■ The data
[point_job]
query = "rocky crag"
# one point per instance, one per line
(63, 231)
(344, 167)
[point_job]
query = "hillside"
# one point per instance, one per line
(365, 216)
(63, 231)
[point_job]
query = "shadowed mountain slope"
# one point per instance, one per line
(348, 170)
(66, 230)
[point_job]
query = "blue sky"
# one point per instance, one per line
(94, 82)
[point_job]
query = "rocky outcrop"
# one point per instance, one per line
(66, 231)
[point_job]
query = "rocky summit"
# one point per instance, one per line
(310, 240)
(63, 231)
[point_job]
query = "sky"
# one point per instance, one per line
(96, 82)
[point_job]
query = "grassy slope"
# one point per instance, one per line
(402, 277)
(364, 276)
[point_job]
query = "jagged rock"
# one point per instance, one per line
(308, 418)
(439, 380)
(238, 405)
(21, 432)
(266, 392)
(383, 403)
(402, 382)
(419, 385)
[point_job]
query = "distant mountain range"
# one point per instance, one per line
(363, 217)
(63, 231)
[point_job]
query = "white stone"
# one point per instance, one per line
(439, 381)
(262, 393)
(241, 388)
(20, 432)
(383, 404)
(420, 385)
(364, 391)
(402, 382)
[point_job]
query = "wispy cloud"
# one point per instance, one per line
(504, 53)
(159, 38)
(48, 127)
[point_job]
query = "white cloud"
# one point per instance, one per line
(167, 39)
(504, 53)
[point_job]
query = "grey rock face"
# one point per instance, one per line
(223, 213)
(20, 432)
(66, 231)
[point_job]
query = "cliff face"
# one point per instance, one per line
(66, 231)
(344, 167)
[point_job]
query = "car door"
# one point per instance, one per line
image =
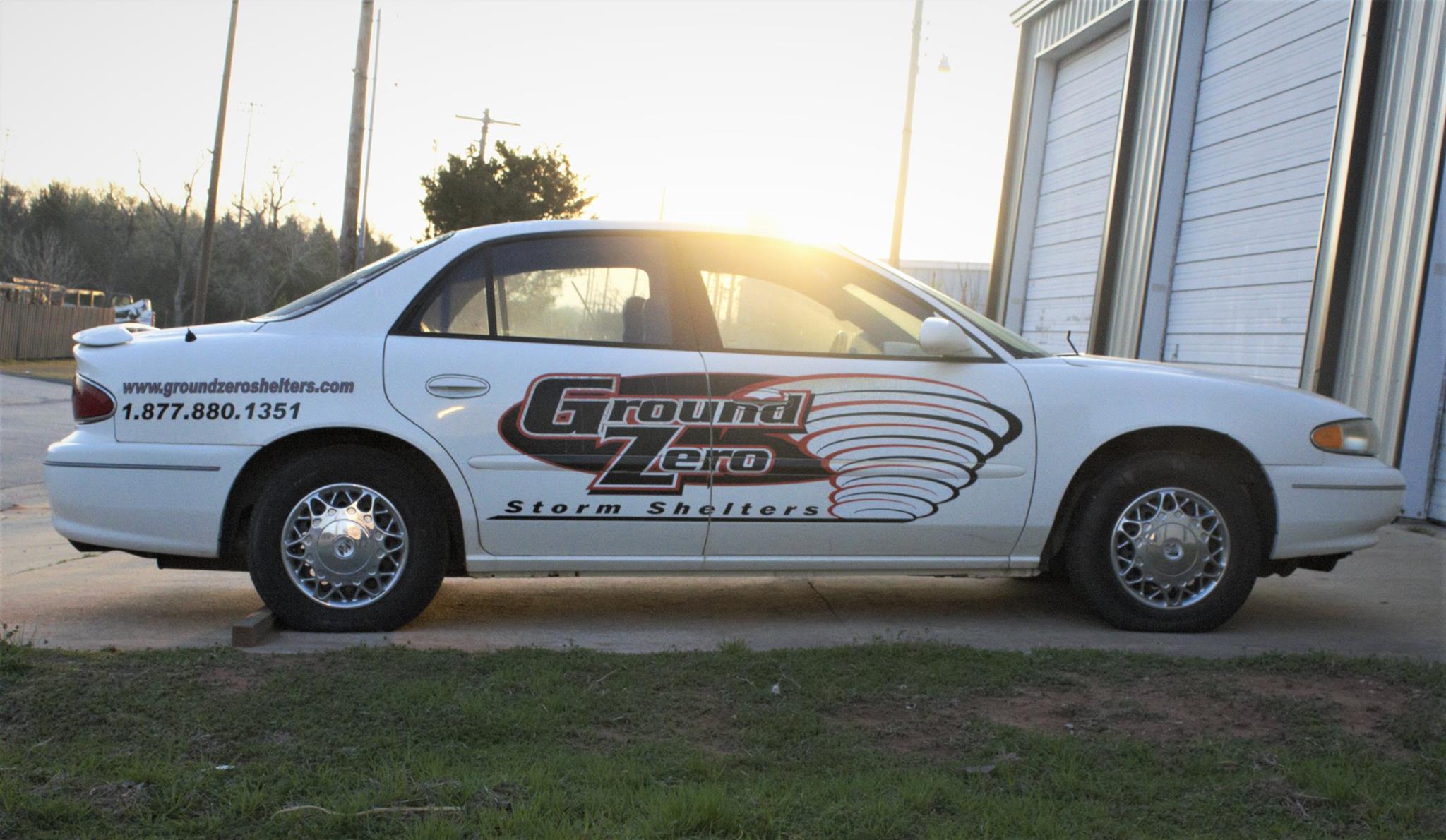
(876, 448)
(553, 369)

■ Task goal
Please rewrite the whole listing above line by line, multiplying every point coordinate by 0.75 and rounding each result to a whole number, with halves rounded up. Omit the pictures from your answer.

■ Right answer
[point_job]
query = "rocky crag"
# one point per instance, one per line
(47, 173)
(258, 125)
[point_job]
query = "hillside"
# one point per instance, one per line
(274, 162)
(47, 173)
[point_job]
query = "shadowed mountain slope"
# one point per instance, one per line
(261, 128)
(50, 173)
[point_job]
query = "blue sky"
# one point per instance, one per line
(71, 62)
[point_job]
query = "rocky outcrop"
# one point per instance, one per line
(50, 173)
[point_job]
query = "rocky summit"
# one point per instance, one per line
(233, 180)
(47, 173)
[point_job]
query = "sky"
# one point per instance, one per line
(72, 62)
[point_job]
query = "grassy slope"
# one point per instance, one per line
(302, 208)
(273, 207)
[point_job]
query = "jagged rock"
# one point per instance, one per line
(231, 314)
(329, 285)
(179, 304)
(16, 324)
(200, 294)
(287, 302)
(302, 287)
(314, 289)
[point_job]
query = "distant mountain range"
# one point per instance, one per line
(272, 163)
(47, 173)
[point_job]
query = "white stone"
# one point per instance, one per line
(329, 286)
(197, 295)
(181, 291)
(15, 324)
(287, 303)
(315, 289)
(273, 293)
(302, 287)
[point_job]
query = "wispy cloud"
# one point per instance, one per line
(378, 40)
(119, 29)
(36, 95)
[point_job]
query = "white cloud"
# one point per instance, one per line
(125, 29)
(378, 40)
[point_job]
query = "grey rock face"
# one point per instance, one per line
(167, 160)
(15, 324)
(50, 173)
[point_job]
query = "cliff face"
# one point per instance, one per line
(50, 173)
(258, 125)
[point_job]
query = "car door"
# one point per instance, one per line
image =
(657, 336)
(415, 277)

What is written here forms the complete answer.